Document passage
Triple-negative breast cancer (TNBC) is the most aggressive and lethal type of breast cancer, with few treatment choices and a high risk of recurrence. Breast cancer stem cells cause tumor growth and relapse in TNBC, and better medicines that can eradicate these resilient cells are desperately needed.
The University of Frieburg discovered that coordinated differentiation and changes in the metabolism of breast cancer stem cells render them immune-invisible. Counteracting the metabolic shift with the medication zolendronate may improve the efficacy of gamma delta T cell immunotherapy against TNBC.
Prof. Dr. Susana Minguet from the University of Freiburg’s Cluster of Excellence CIBSS—Center for Integrative Biological Signaling Studies led the research team, which included Dr. Jochen Maurer from the University Hospital RWTH Aachen, Dr. Mahima Swamy from the University of Dundee/Scotland, and collaborators from the University Hospital Freiburg. The findings were published in Cancer Immunology Research.
Gamma delta T cells identify and kill cells that release stress-induced chemicals and phosphoantigens, which are frequent in cancer cells. Because gamma delta T cells function differently than other types of T cells, they are being studied as an alternative to currently available immunotherapies. The current study used isolated cancer cells and a recently established mouse model that closely matches the tumor features reported in human patients to investigate the effect of gamma delta T cells on TNBC.
While gamma delta T cells were effective against isolated breast cancer stem cells from patients, their effect in the mouse model was much weaker. According to the researchers, this was owing to cancer cells’ modifications that allowed them to go undetected by the immune system.

Things to do
1 > Copy the breast cancer article word for word, from "Gamma delta T cells identify" up to and including "cells on TNBC.".
2 > Extend the article on gamma delta T cells and triple-negative breast cancer past its final sentence.

Data listing
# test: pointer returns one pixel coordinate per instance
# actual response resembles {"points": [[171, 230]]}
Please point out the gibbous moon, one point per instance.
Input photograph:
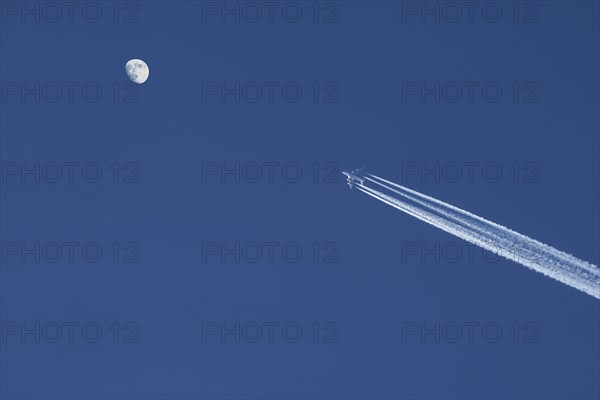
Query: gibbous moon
{"points": [[137, 70]]}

Task-by-task answers
1 >
Gamma delta T cells identify and kill cells that release stress-induced chemicals and phosphoantigens, which are frequent in cancer cells. Because gamma delta T cells function differently than other types of T cells, they are being studied as an alternative to currently available immunotherapies. The current study used isolated cancer cells and a recently established mouse model that closely matches the tumor features reported in human patients to investigate the effect of gamma delta T cells on TNBC.

2 >
Downregulation of the so-called mevalonate pathway, a metabolic process that leads to the synthesis of phosphoantigens, one of the types of molecules recognized by gamma T cells, was among these modifications. This escape strategy is likely to occur in TNBC patients as well: an investigation of public patient databases revealed that decreased expression of key molecules in the mevalonate pathway correlates with a poor prognosis.
The medicine zolendronate, which is FDA-approved for the treatment of osteoporosis and bone metastases, can block this newly found escape pathway. When the researchers gave the escapist cells zolendronate, the gamma T cells became far more effective in clearing the cancer.
“Our findings explain why current clinical trials using gamma delta T cells are not resulting in the expected success,” Minguet says. We found a possible pharmacological-based approach to revert immune escape, which paves the way for novel combinatorial immunotherapies for triple negative breast cancer.”